Exercise requirements: Nothing before the line containing "Task: indicate each instance of the notepad" should appear; please restate that line and every later line word for word through the end of the listing.

Input records:
▬▬▬

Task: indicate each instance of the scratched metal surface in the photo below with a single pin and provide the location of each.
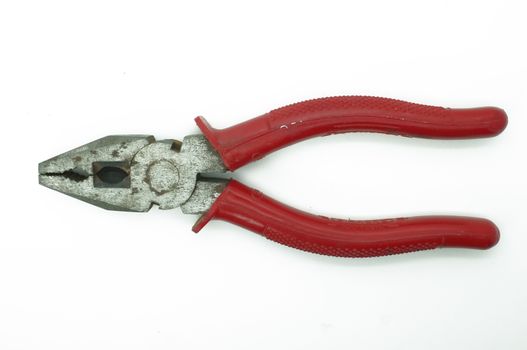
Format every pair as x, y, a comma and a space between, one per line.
163, 173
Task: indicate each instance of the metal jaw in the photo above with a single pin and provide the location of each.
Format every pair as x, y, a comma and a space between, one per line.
134, 172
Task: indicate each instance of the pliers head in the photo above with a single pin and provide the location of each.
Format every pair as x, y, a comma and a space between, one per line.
133, 172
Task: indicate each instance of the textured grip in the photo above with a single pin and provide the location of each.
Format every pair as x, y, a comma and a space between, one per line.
255, 138
254, 211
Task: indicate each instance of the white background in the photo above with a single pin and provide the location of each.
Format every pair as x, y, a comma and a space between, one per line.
73, 276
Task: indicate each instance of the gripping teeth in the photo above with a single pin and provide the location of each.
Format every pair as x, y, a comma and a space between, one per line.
76, 175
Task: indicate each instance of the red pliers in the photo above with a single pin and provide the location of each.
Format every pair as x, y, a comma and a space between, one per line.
134, 172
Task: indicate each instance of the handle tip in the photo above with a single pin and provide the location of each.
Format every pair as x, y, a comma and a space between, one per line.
498, 118
474, 233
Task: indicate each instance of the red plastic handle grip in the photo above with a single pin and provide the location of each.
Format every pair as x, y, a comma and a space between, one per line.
254, 211
255, 138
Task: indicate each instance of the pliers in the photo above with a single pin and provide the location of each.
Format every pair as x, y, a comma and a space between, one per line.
134, 172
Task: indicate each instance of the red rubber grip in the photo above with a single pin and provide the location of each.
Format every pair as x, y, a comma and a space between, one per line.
254, 211
255, 138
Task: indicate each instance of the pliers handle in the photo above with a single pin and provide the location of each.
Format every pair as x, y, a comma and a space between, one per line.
255, 138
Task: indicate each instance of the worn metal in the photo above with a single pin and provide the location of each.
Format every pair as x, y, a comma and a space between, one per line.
132, 173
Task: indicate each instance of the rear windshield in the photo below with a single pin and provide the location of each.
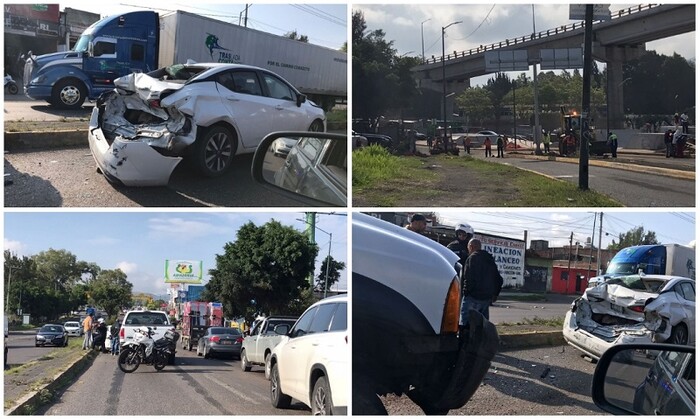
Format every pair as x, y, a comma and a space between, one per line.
229, 331
146, 318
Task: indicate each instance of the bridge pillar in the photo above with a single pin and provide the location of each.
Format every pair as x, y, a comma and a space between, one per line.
614, 58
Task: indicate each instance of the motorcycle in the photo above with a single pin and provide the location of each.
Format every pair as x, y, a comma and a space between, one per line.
10, 85
143, 349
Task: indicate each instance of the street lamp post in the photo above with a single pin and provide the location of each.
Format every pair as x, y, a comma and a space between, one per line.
444, 88
422, 44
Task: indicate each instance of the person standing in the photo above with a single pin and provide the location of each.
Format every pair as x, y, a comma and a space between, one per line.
481, 282
418, 223
612, 142
87, 330
547, 140
463, 232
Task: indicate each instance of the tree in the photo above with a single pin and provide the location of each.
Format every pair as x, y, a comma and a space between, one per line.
295, 36
334, 269
264, 270
111, 291
634, 237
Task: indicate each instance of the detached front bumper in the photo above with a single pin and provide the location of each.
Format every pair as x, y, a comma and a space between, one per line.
128, 162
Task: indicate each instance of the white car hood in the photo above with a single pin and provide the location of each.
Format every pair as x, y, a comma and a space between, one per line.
415, 266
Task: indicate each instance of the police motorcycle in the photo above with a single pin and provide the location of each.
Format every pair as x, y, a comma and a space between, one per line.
144, 349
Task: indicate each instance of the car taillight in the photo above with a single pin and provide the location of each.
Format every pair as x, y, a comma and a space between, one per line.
450, 316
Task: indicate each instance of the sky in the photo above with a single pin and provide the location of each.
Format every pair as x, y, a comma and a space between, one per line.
324, 24
482, 24
557, 225
140, 242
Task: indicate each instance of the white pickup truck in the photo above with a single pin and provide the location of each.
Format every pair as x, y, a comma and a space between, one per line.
158, 320
257, 346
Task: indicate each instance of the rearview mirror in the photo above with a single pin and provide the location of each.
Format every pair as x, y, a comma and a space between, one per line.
309, 167
646, 379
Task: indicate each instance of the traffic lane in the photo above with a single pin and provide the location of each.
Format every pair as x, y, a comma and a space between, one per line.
633, 189
68, 178
541, 381
194, 386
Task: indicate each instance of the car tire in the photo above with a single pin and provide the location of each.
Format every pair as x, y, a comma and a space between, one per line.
316, 126
267, 366
245, 364
68, 94
321, 398
214, 151
277, 397
679, 335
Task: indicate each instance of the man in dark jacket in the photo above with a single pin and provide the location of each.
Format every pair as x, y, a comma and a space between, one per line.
481, 282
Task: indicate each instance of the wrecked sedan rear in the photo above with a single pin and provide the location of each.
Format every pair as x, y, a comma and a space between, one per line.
206, 112
628, 310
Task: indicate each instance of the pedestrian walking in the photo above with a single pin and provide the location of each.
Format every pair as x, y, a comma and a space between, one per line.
481, 282
612, 143
87, 330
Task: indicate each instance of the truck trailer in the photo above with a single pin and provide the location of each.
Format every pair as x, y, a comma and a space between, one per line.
145, 41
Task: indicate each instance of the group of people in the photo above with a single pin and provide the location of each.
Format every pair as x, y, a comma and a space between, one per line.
95, 334
481, 281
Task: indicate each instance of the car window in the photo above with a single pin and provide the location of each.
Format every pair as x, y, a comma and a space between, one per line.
304, 324
323, 318
277, 88
340, 318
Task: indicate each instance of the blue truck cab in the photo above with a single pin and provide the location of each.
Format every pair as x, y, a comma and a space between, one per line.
110, 48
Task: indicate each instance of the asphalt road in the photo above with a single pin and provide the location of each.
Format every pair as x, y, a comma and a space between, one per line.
194, 386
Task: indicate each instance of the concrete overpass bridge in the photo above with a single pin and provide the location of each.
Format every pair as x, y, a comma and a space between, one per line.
616, 41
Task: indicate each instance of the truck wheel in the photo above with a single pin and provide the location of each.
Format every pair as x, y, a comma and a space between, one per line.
214, 151
321, 399
245, 365
278, 399
68, 94
267, 365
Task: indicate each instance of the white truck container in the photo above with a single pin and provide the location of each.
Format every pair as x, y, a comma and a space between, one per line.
318, 72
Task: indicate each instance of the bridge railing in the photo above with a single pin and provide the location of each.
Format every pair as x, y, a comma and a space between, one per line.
539, 35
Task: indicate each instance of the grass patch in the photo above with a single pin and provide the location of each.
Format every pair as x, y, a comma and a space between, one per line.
552, 322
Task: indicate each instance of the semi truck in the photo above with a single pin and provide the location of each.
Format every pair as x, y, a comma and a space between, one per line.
144, 41
668, 259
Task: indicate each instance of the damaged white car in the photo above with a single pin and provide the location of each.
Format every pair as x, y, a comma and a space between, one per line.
208, 112
632, 310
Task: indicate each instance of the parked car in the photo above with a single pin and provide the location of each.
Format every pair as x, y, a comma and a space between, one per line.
220, 341
53, 334
632, 310
406, 307
646, 379
73, 328
140, 131
314, 172
311, 363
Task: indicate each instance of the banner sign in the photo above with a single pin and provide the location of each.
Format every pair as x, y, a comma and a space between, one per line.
509, 255
183, 271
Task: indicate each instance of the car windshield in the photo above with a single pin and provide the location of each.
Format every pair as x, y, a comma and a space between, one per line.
51, 328
225, 331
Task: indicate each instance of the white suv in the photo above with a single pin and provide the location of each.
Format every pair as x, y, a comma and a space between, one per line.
311, 362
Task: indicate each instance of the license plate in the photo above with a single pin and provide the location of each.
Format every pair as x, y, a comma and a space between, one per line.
617, 308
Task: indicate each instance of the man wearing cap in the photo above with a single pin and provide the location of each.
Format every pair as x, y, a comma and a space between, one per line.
418, 223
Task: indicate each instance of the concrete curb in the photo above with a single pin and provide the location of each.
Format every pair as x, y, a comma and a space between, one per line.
31, 401
38, 140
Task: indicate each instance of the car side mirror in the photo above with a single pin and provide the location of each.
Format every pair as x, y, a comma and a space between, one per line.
646, 379
308, 167
281, 329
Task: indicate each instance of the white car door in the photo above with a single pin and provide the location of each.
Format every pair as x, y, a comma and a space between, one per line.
252, 112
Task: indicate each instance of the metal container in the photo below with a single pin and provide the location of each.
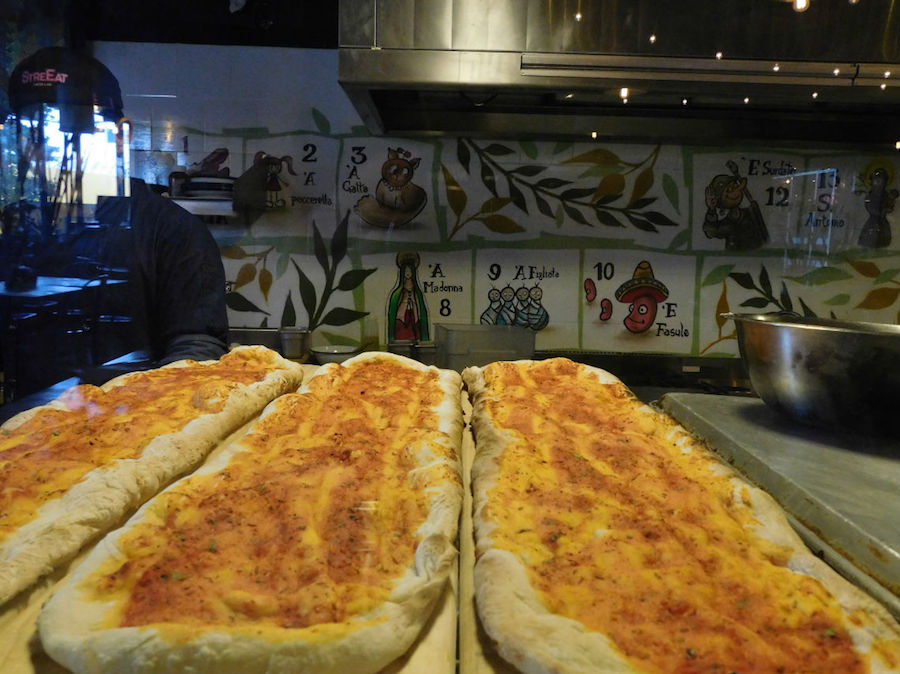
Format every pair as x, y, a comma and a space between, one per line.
824, 372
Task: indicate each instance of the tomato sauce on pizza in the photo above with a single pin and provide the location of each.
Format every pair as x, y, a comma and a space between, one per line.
624, 531
312, 522
53, 450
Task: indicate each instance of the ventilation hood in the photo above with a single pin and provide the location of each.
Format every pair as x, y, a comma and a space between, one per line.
689, 71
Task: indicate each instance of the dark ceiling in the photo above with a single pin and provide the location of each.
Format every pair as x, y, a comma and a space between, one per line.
276, 23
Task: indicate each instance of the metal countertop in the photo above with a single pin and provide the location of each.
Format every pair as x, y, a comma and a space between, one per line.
843, 488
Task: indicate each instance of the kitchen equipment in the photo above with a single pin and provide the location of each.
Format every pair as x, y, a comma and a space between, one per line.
824, 372
333, 353
294, 343
459, 346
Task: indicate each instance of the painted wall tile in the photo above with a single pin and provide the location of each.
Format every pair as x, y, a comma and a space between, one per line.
740, 200
637, 301
387, 187
529, 288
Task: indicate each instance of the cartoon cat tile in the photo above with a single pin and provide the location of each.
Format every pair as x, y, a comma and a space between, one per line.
386, 185
637, 301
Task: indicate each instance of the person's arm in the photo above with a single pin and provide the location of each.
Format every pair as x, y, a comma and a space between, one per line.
185, 286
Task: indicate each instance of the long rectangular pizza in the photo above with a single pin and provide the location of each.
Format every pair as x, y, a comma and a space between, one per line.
608, 539
316, 542
76, 467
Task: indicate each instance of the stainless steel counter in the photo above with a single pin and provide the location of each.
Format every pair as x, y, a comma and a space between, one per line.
843, 489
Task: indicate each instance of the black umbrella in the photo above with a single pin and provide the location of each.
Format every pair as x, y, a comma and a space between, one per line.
72, 81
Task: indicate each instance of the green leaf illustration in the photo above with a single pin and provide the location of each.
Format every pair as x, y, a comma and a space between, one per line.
246, 274
339, 240
607, 218
501, 224
515, 194
865, 268
494, 204
234, 253
281, 264
743, 279
353, 278
838, 300
670, 189
322, 123
307, 291
755, 302
575, 214
682, 239
498, 150
238, 302
640, 223
786, 302
288, 315
717, 275
551, 183
528, 170
488, 178
543, 206
595, 156
341, 316
658, 218
764, 282
642, 184
879, 298
576, 193
319, 248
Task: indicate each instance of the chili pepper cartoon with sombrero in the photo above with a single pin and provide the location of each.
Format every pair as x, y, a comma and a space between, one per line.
642, 292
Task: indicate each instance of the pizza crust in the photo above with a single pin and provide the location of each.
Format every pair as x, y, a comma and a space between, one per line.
373, 640
108, 494
536, 641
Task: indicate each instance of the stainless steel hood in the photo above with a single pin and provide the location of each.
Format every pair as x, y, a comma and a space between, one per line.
695, 71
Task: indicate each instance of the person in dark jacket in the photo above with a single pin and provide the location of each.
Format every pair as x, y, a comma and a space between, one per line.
175, 276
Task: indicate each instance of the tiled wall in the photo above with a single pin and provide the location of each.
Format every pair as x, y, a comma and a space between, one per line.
602, 247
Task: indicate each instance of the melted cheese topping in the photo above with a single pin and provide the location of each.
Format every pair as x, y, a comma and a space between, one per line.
44, 457
623, 531
312, 523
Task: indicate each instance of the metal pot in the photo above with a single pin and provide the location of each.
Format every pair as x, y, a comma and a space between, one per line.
825, 372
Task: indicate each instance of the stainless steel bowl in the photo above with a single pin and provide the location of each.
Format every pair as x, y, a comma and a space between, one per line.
825, 372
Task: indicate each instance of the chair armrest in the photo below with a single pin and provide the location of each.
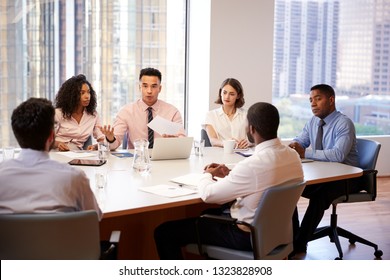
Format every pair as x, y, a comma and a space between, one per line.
109, 249
220, 219
362, 181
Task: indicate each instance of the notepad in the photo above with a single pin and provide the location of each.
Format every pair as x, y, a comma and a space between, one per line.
191, 179
168, 191
81, 154
122, 154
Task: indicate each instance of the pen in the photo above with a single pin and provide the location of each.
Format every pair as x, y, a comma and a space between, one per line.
188, 187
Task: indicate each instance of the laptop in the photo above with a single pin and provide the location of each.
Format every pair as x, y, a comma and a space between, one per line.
171, 148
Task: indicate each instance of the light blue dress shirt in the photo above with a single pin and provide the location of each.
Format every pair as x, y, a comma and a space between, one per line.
339, 139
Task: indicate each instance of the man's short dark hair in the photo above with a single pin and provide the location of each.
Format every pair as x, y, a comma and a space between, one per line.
324, 89
150, 72
264, 118
32, 122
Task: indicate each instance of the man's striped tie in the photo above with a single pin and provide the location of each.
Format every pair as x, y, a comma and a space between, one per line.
150, 131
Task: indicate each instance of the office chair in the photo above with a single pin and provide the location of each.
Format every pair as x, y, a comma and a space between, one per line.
271, 229
66, 236
368, 154
204, 136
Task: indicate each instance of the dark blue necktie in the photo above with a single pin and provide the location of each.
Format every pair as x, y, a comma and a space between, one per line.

▬▬▬

Exercise output:
Task: indicate each instance of the notepad in the photo above with a single pin and provide the location of each.
Format every pair as x, y, a comma and a space between, one per line.
191, 179
168, 191
81, 154
122, 154
Task: indicate each instance of the pen in the photo above with a single pin and provide the location of each.
Format every pair as x, y, a comma and a space between, one per line.
188, 187
Task: indicate each instance of the laptop in the photo above with a single pin and provide the location of each.
Format every pair as x, y, a comma and a space between, one per line.
171, 148
Task: indicate each instance of the light blue dress shirt in the photo above with a single pin and provide the location of each.
Format every pair as x, y, a comma and a space between, one per line.
339, 139
Task: indicate each instance of the man's short dark hair in the photo above with a single pin and provide the location of each.
Format every pair as x, y, a comma and a space between, one per line.
324, 89
150, 72
264, 118
32, 122
Task: indicate each instance of the man's striped tie in the photo above with a single pin and provide the location of each.
Format every pair as x, y, a comma and a space between, one per line.
150, 131
Task: indicate each instance of the office chair in the photo above with a single pin and provide the location of each.
Format every pair as x, y, a comma and a space between, one per line.
271, 229
66, 236
368, 154
204, 136
Task: indicate each instance of the dark blue necktie in the photo above with a single pin and provide the location of each.
Format every pair as x, y, a comma and a space between, one per line.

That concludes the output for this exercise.